[start]
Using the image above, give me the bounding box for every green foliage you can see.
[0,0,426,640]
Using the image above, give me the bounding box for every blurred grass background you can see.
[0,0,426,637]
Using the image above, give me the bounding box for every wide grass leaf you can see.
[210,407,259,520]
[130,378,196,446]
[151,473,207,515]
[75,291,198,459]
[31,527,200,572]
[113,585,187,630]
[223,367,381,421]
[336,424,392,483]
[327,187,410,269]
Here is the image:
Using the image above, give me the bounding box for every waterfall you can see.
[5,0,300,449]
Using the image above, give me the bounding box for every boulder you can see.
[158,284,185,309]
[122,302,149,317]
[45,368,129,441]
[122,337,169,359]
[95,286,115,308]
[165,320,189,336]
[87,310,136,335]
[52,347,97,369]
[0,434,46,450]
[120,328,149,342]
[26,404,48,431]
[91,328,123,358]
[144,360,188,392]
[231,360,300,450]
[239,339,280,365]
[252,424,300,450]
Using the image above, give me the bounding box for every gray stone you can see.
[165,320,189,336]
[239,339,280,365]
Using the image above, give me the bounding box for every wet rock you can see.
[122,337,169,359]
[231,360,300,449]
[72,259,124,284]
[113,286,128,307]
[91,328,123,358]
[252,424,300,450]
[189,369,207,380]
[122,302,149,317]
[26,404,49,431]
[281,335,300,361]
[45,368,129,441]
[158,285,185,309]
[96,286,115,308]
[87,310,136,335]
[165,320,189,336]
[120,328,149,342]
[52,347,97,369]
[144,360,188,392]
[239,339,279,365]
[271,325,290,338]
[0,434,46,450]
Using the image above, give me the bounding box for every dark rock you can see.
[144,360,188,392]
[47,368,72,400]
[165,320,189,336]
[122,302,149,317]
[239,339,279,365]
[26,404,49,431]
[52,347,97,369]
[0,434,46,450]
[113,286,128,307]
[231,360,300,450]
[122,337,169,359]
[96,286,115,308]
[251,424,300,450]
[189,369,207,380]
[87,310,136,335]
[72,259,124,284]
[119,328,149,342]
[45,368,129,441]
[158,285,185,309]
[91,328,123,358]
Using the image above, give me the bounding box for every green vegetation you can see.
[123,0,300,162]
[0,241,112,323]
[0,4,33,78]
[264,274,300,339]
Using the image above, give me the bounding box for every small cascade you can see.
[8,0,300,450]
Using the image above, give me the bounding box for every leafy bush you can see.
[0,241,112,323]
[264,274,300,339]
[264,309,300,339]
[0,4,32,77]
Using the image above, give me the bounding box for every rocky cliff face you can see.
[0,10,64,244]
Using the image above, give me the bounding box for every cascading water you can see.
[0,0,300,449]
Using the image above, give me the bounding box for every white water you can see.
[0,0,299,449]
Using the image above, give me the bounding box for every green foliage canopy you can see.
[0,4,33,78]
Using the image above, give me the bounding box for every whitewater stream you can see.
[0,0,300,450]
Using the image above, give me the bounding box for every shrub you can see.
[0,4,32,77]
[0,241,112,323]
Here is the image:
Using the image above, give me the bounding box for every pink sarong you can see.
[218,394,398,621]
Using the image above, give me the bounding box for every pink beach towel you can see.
[end]
▶ _Goal_
Copy the records verbatim, from the line with "wet rock you can see." up to and including the last line of the records.

▶ _Reply to the exercise_
Using the image above, give me the bounding box for every wet rock you can see.
[122,337,169,359]
[231,360,300,449]
[72,259,124,284]
[113,286,128,307]
[91,328,123,358]
[252,424,300,450]
[189,369,207,380]
[122,302,149,317]
[26,404,49,431]
[281,335,300,361]
[45,368,129,441]
[158,285,185,309]
[96,286,115,308]
[87,310,136,335]
[165,320,189,336]
[120,328,149,342]
[52,347,97,369]
[144,360,188,392]
[239,339,279,365]
[271,325,290,338]
[0,434,46,450]
Using the image above, give me the bounding box for every dark rock you can see.
[144,360,188,392]
[47,368,72,400]
[165,320,189,336]
[122,302,149,317]
[239,339,279,365]
[26,404,49,431]
[52,347,97,369]
[0,434,46,450]
[113,286,128,307]
[231,360,300,450]
[122,337,169,359]
[96,286,115,308]
[251,424,300,450]
[189,369,207,380]
[87,310,136,335]
[72,259,124,284]
[119,328,149,342]
[45,368,129,441]
[158,285,185,309]
[91,328,123,358]
Using the image above, give me the bounding box for every green vegetation you can see.
[123,0,300,162]
[0,241,112,323]
[0,4,33,78]
[264,274,300,339]
Using the image above, give me the bounding box for every small cascade you can see.
[8,0,300,450]
Using the image above, give me the bounding box for every leafy bush you can see.
[0,241,112,323]
[264,274,300,339]
[264,309,300,339]
[0,4,32,77]
Using the image above, give me the bounding box for every rocky cliff face you can see.
[0,10,64,244]
Using the image above, give me the bounding box for every cascading water you can see.
[0,0,300,449]
Using the image above, give me the bounding box for every white water you can see.
[0,0,299,449]
Using the image above, give me the bounding box for every green foliage canopy you can see.
[0,4,33,78]
Using the image above, give me the bounding box for every whitewater stream you can see.
[0,0,300,450]
Using the image above, give me the bounding box for every shrub you can see.
[0,4,32,77]
[0,241,112,323]
Here is the image:
Using the image above, give me the bounding box for every pink sarong you can see.
[218,394,398,621]
Using the image above, give me the bounding box for every pink beach towel you can see.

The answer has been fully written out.